Work to be completed: Reproduce every one of the following records verbatim, with no changes to wording, punctuation, or line order.

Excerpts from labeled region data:

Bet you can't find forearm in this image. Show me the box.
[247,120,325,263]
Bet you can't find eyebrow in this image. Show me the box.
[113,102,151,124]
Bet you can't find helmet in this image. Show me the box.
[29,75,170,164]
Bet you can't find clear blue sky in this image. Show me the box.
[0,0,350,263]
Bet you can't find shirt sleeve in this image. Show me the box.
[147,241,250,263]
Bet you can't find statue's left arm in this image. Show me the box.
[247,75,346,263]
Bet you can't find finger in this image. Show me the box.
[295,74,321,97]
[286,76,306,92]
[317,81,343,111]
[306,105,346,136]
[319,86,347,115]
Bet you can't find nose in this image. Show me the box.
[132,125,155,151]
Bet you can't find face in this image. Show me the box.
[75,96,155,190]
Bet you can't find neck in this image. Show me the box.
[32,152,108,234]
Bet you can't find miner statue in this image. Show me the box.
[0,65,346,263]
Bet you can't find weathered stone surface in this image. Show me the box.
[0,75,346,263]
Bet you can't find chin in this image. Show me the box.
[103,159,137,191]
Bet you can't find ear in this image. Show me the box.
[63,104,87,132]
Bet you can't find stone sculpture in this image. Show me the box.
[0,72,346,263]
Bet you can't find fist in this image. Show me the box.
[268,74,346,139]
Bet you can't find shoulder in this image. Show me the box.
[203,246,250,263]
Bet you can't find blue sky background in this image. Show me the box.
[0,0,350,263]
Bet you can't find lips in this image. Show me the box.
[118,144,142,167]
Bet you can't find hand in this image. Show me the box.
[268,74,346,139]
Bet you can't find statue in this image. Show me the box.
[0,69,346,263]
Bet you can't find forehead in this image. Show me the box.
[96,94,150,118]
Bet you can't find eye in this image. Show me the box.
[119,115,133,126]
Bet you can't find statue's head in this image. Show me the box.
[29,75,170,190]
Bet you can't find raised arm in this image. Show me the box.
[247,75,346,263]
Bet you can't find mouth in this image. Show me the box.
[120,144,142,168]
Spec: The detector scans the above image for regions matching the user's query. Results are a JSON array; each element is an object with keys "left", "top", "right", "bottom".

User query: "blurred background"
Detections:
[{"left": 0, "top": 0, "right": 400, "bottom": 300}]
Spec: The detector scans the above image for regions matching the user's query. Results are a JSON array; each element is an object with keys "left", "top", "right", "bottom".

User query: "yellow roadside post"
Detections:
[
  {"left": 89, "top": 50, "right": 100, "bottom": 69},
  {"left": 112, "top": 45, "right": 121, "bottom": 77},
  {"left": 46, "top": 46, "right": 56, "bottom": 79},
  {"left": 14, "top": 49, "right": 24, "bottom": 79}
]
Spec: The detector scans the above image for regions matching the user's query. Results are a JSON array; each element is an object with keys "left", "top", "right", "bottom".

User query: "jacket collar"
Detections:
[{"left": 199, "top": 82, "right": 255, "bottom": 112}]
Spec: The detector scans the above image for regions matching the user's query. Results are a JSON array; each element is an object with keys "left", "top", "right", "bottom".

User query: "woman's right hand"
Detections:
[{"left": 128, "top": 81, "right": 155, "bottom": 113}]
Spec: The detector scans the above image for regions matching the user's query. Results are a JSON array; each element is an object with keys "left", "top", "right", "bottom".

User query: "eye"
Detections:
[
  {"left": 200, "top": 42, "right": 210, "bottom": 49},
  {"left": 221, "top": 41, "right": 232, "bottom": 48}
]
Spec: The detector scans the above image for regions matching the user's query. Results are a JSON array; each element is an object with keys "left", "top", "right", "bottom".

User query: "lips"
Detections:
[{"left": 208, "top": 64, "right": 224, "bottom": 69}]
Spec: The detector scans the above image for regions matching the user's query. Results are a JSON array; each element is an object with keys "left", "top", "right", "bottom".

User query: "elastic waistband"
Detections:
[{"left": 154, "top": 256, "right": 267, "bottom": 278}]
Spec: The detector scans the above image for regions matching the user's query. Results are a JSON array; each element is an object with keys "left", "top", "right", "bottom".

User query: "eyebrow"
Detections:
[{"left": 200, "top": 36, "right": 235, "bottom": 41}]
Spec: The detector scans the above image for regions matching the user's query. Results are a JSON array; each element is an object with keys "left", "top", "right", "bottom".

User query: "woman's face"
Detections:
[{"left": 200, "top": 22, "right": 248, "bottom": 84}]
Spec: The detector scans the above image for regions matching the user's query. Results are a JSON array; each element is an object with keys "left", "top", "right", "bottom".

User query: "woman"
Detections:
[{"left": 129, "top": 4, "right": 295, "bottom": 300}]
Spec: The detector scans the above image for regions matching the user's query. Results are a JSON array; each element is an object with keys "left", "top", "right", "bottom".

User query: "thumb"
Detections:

Written solution:
Bet you can't find forearm in this image. Show me the box.
[247,120,325,263]
Bet you can't find eyebrow in this image. Show me the box.
[113,102,151,124]
Bet you can't find helmet in this image. Show me the box.
[29,75,170,164]
Bet you can't find clear blue sky in this image. Show me the box.
[0,0,350,263]
Bet you can't find shirt sleeve in this image. Show me the box.
[147,241,250,263]
Bet you can't find statue's left arm in this image. Show me the box.
[247,75,346,263]
Bet you can't find finger in this image. Show me the box.
[295,74,321,97]
[286,76,306,92]
[317,81,343,111]
[306,105,346,136]
[319,86,347,115]
Bet you can't find nose in this image. Show me the box.
[132,125,155,151]
Bet you can't find face in this image. Show me the box.
[75,96,155,190]
Bet you can't find neck in this image. Show me the box.
[32,152,108,234]
Bet you can't find miner statue in this image. Show me the box.
[0,65,346,263]
Bet you can't find weathered stone surface in this image. Show me the box.
[0,75,346,263]
Bet you can't find chin in this image. Show me the box.
[103,159,137,191]
Bet you can't find ear in this image. Show me the box.
[63,104,87,132]
Bet you can't find stone sculpture in this image. Show me the box.
[0,72,346,263]
Bet you can't find fist in this image. Show me the box.
[268,74,346,139]
Bet you can't find shoulder in this image. Show me the box.
[203,246,250,263]
Bet you can't find blue sky background in this image. Show me the box.
[0,0,350,263]
Bet you can't find lips in this image. Show me the box.
[118,144,142,167]
Bet you can't find hand in this image. Show me the box.
[268,74,346,139]
Bet you can't find statue in this image. Show me the box.
[0,69,346,263]
Bet you can't find forehead in this image. Show me the box.
[96,94,150,118]
Bet you can't find eye in this image. Show me the box.
[119,115,133,126]
Bet you can't find statue's head in this image. Show me the box.
[29,75,170,190]
Bet you can't find raised arm in this image. Show me the box.
[247,75,346,263]
Bet you can't find mouth in this image. Show me the box.
[120,144,142,168]
Spec: The detector scans the above image for regions matching the user's query. Results are a JSON array; each element is an object with keys "left", "top", "right", "bottom".

User query: "blurred background"
Detections:
[{"left": 0, "top": 0, "right": 400, "bottom": 300}]
Spec: The detector scans the above image for regions matching the user's query. Results are a JSON array; each element is an object with keys "left", "top", "right", "bottom".

User query: "yellow roadside post"
Detections:
[
  {"left": 89, "top": 50, "right": 100, "bottom": 69},
  {"left": 112, "top": 45, "right": 121, "bottom": 77},
  {"left": 46, "top": 46, "right": 56, "bottom": 79},
  {"left": 14, "top": 49, "right": 24, "bottom": 79}
]
Spec: The detector scans the above image for regions matching the user's query. Results are a JSON array; each element is an object with keys "left", "top", "right", "bottom".

User query: "jacket collar"
Detections:
[{"left": 199, "top": 82, "right": 255, "bottom": 112}]
Spec: The detector scans the above image for regions matching the user's query. Results are a JSON array; each element is an object with keys "left", "top", "right", "bottom".

User query: "woman's right hand"
Detections:
[{"left": 128, "top": 81, "right": 155, "bottom": 113}]
Spec: The detector scans the above image for regions matching the user's query. Results are a JSON array; each element is an object with keys "left", "top", "right", "bottom".

User query: "eye"
Detections:
[
  {"left": 200, "top": 42, "right": 210, "bottom": 49},
  {"left": 221, "top": 41, "right": 232, "bottom": 48}
]
Spec: The detector scans the above image for regions matching the user's query. Results are a JSON array; each element is an object with keys "left", "top", "right", "bottom".

User query: "lips"
Detections:
[{"left": 208, "top": 64, "right": 224, "bottom": 69}]
Spec: The detector scans the above image for regions matching the user's query. Results are a JSON array; each element is an object with keys "left", "top", "right", "bottom".

User query: "elastic waistband"
Detections:
[{"left": 154, "top": 256, "right": 267, "bottom": 278}]
Spec: The detector scans the above image for regions matching the user's query. Results are a JSON array; each element is an object with keys "left", "top", "right", "bottom".

User query: "eyebrow"
Detections:
[{"left": 200, "top": 36, "right": 235, "bottom": 41}]
Spec: The detector scans the above image for regions matching the user's query. Results are a JSON array; each element is an object with keys "left", "top", "right", "bottom".

User query: "woman's face"
Detections:
[{"left": 200, "top": 22, "right": 248, "bottom": 84}]
Spec: The detector scans the above image for regions matching the user's query. Results are a JSON array; each element is an object with keys "left", "top", "right", "bottom".

User query: "woman"
Detections:
[{"left": 129, "top": 4, "right": 295, "bottom": 300}]
Spec: The detector scans the above image for regions matching the user's query. Results are a JSON array; each element is an object with keys "left", "top", "right", "bottom".

User query: "thumb"
Detections:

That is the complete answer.